Repeat every line of the data exactly; the pictures stay out.
┄┄┄┄┄┄┄┄┄┄┄┄┄┄┄┄┄┄┄┄
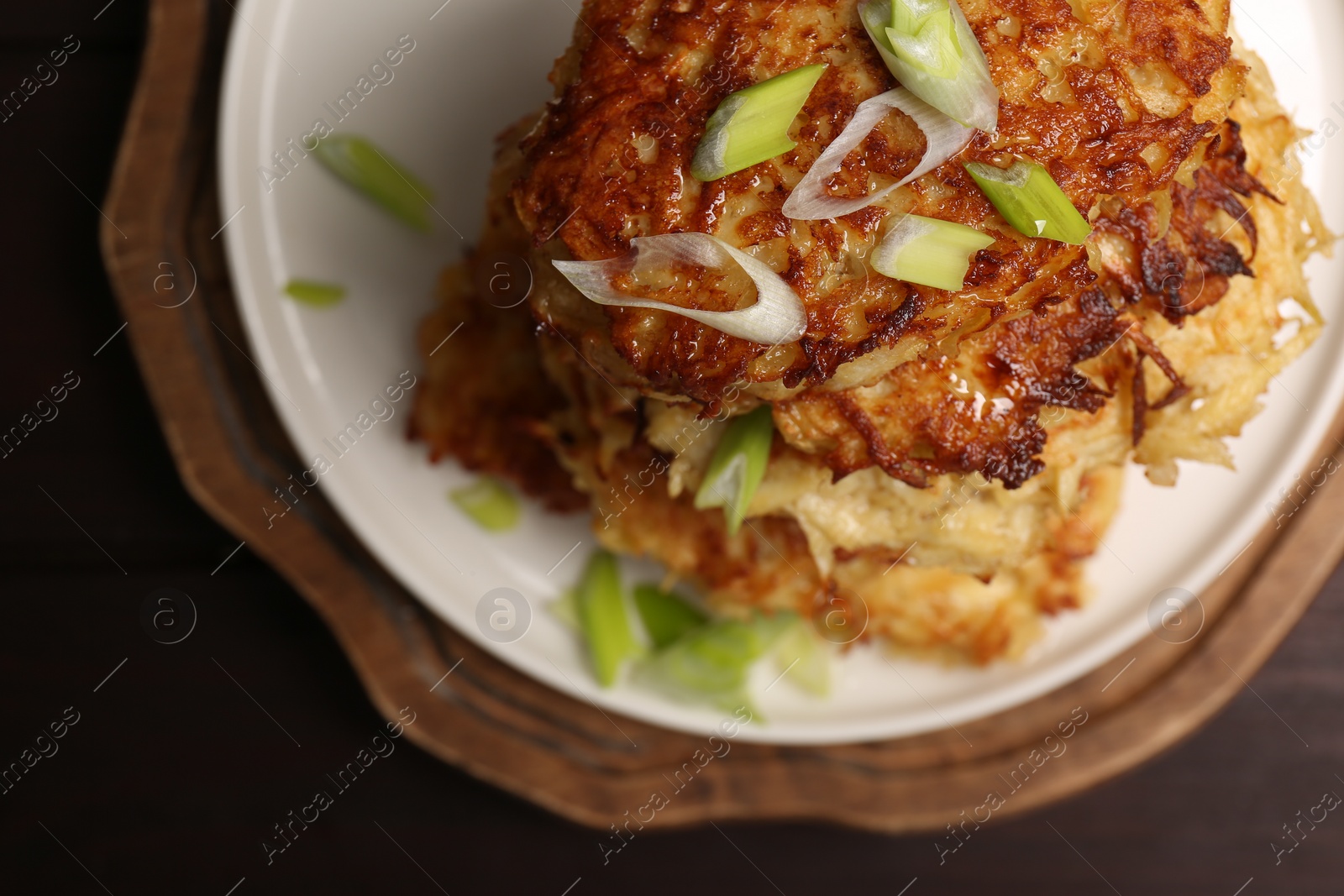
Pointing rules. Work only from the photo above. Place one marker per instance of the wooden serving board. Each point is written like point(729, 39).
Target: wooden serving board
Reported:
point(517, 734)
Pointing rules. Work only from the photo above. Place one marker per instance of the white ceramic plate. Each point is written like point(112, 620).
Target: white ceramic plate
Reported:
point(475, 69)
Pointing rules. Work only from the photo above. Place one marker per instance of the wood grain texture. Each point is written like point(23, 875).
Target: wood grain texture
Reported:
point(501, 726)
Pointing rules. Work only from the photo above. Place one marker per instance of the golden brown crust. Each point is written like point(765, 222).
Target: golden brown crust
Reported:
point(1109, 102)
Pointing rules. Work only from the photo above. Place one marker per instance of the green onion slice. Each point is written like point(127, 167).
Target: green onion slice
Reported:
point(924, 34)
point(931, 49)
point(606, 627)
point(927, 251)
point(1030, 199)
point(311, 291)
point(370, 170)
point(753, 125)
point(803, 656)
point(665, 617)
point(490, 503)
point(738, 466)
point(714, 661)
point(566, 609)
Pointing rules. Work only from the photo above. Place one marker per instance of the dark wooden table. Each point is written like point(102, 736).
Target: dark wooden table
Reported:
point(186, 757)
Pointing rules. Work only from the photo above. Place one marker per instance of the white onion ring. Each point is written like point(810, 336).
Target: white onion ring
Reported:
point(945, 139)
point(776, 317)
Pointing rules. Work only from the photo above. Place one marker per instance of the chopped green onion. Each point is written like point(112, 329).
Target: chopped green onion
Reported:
┄┄┄┄┄┄┄┄┄┄┄┄┄┄┄┄┄┄┄┄
> **ANSWER TO THIS PROBLEM**
Pointing rules. Work only from the photo above. Place one marker per instance of the wooden serving board. Each point is written like point(729, 39).
Target: wooden serving board
Reported:
point(517, 734)
Pointing rules. Work only from the photo above. Place one marker per instance of the white ceramic plate. Each point is written like point(112, 620).
Target: white ceramic plate
Reported:
point(475, 69)
Pointing rules. Work only from the photo above. Place one marker per instance of the wood grain texture. Each point is written like point(23, 875).
Target: wood grain texture
Reported:
point(501, 726)
Pointing rules. Work only from the photo above. Place one marker per instance of the golden brown crust. Each point is written like point(765, 222).
Target: golden brown crust
Reported:
point(1109, 102)
Pointing rules. Work only from the photo above. Place one marker per instance of the green onion slice. Each point is written like point(127, 167).
Target: green onion slice
Reported:
point(924, 34)
point(931, 49)
point(606, 627)
point(927, 251)
point(1030, 199)
point(311, 291)
point(370, 170)
point(753, 125)
point(803, 656)
point(665, 617)
point(490, 503)
point(738, 466)
point(714, 661)
point(566, 609)
Pointing rules. Work only from the photo above. Place one marker per instance of the dark wooden table. Each point is written like point(102, 736).
Target: dark wooden table
Reported:
point(186, 757)
Pointing rules. Work only from the photo above. Place one marker per instance of the white onion ring. Each point is written like point(810, 336).
Target: white onion ring
Reported:
point(945, 139)
point(776, 317)
Pointing rules. Work only from the photo above. Place one marker per instance of the chopped green onion. Each point is written like point(112, 329).
Target: chopped green onion
Reported:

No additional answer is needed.